# Given request A:
Copy out every line of the records, from the one containing "the side window" down to the end of the records, without changing anything.

# Passage given:
The School of Engineering and Applied Science is proud to have on display four of the original 40 panels of the ENIAC, located on the ground floor of the Moore School Building. The artifacts represent approximately one-tenth of its original size.
Preceding Technologies
Computation devices themselves are as ancient as the human race, and their story has also been rehearsed all the way back to the earliest digital devices – the fingers – by way of piles of stones to “Napier’s Bones,” an analogue device invented by the father of logarithms. The abacus is still in use after 5,000 years, while the slide rule, invented in 1621, was only superseded by the modern computer. Read on to learn about the inventions which contributed to the development of ENIAC and eventually, the computers we use today.
Mechanical Brains – These allowed humans to calculate larger mathematical operations faster than could be done “in the head” alone. Examples of these are:
The Abacus: Decks of beads and rods used to calculate addition, subtraction, division and multiplication, along with being able to extract square and cube roots. Learn more.
The Slide Rule: Ruler-shaped device used to calculate multiplication and division, along with more advanced functions such as logarithms and trigonometry. Learn more.
The Difference Engine: Developed by Charles Babbage, this machine was an automatic calculator used to calculate polynomial functions. Learn more.
Mechanical Calculators: Various calculating machines, from desk-top size to hand-held, that allowed users to perform advanced mathematical functions. Learn more.
The Differential Analyser: At Penn Engineering, the Differential Analyser was in use and operated by secret human “computors,” women during World War II who were employed at The Moore School doing ballistics calculations for the war effort. The Differential Analyser is considered by many to be ENIAC’s closest relative. Learn more.
Vacuum Tubes – used to create switches by manipulating the flow of electrons. Common uses were found in early radio and television sets. The better the tubes became, the faster switches were able to be turned on and off. This led to a faster computer, because computers at the time relied on these switches. Learn more.
Punched Cards – this technology was in the form of paper cards that contained digital information by the punched out holes in predetermined patterns on the cards. These cards were used in such areas as fairgrounds (to operate the player-pianos and organs) to controlling the textile looms in industrial mills. Punch cards were one of the earliest forms of data storage and programming of computers. Learn more.
The Inventors: John W. Mauchly and J. Presper Eckert, Jr.
The operators of the Differential Analyser – the team of women dubbed “human computors” and who were recruited and trained to run ballistics calculations for the war effort, were not the only ones working under top secret conditions at The Moore School.
During the war, interest in speeding up computation was underlined by the need to be able to calculate the speed and trajectory of bombs and missiles. The government at this time funded a course taught at The Moore School called the Engineering, Science, Management War Training (ESMWT) course. It offered instruction in electronics and other subject relevant to the war effort. John Mauchly was a professor at Urisinus College when he enrolled in the course. Later, because of his outstanding performance at ESMWT, he was hired at Penn to replace professors called away to active duty. It was during this time that Mauchly met J. Presper Eckert, who was a graduate of Penn and hired to run the laboratory for the ESMWT course.

# Entries supplied:
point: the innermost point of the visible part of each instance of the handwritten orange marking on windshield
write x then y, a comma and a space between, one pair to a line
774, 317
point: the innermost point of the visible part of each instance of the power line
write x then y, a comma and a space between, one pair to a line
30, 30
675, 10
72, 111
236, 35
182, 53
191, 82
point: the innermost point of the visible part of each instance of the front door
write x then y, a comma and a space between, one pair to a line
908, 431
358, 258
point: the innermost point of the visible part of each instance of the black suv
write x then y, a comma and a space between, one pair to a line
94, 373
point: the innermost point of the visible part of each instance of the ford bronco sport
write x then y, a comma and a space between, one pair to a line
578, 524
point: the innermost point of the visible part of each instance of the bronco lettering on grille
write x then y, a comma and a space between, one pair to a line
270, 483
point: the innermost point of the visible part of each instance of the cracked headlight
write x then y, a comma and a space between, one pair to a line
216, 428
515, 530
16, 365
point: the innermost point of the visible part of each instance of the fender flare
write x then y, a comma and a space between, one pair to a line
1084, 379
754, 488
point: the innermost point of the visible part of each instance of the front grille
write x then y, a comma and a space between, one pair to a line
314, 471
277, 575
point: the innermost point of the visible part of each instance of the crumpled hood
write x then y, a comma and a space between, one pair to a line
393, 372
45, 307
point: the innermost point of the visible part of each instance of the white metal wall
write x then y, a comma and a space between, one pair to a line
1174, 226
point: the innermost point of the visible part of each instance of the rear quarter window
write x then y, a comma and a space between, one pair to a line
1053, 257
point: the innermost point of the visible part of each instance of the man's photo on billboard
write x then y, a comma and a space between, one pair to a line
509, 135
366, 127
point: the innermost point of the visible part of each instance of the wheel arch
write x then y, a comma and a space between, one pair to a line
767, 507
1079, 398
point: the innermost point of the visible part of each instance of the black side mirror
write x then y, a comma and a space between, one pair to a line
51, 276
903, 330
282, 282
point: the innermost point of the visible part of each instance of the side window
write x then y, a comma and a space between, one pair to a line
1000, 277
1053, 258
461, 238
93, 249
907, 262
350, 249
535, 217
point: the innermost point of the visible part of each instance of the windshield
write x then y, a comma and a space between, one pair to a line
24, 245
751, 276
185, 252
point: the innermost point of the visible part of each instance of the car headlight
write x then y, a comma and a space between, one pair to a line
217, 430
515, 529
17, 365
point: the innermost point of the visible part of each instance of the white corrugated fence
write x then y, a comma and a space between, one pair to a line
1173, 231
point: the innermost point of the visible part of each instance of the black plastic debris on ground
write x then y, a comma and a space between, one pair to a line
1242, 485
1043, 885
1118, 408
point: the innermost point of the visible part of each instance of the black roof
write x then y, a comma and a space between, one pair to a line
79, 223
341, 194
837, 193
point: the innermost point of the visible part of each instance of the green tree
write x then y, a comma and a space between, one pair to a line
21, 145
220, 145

# Given request B:
Answer these from the ENIAC passage:
(i) How many of the original ENIAC panels are on display?
(ii) In what year was the slide rule invented?
(iii) Who was hired to run the laboratory for the ESMWT course?

# Exercise response A:
point: the innermost point of the visible part of each instance of the side window
write x then y, a comma and a space between, one pair to a line
1000, 277
1053, 258
461, 238
93, 249
907, 262
350, 249
535, 217
point: the innermost point of the visible part of each instance of the windshield
write x then y, a comma and a space between, one pair to a line
24, 245
751, 276
185, 252
point: the innermost point of the visible part of each instance of the car headlight
write x then y, a comma and a space between, one pair to a line
217, 430
515, 529
17, 365
point: the innermost point of the visible part of each instance of the white corrugated fence
write x then y, a comma and a space between, one pair to a line
1173, 231
point: the innermost point of the visible part of each instance of the black plastic debris on ground
write x then y, a comma and a space between, one pair to a line
1242, 485
1043, 885
1118, 408
point: the innermost point of the visible part of each instance of the black roof
write x then y, a comma and a space between, one pair to a line
79, 223
341, 194
837, 193
point: the innermost point of the visible part of each instance of the green tree
write x then y, a comma and a space between, one pair to a line
21, 145
220, 145

# Exercise response B:
(i) Four
(ii) 1621
(iii) J. Presper Eckert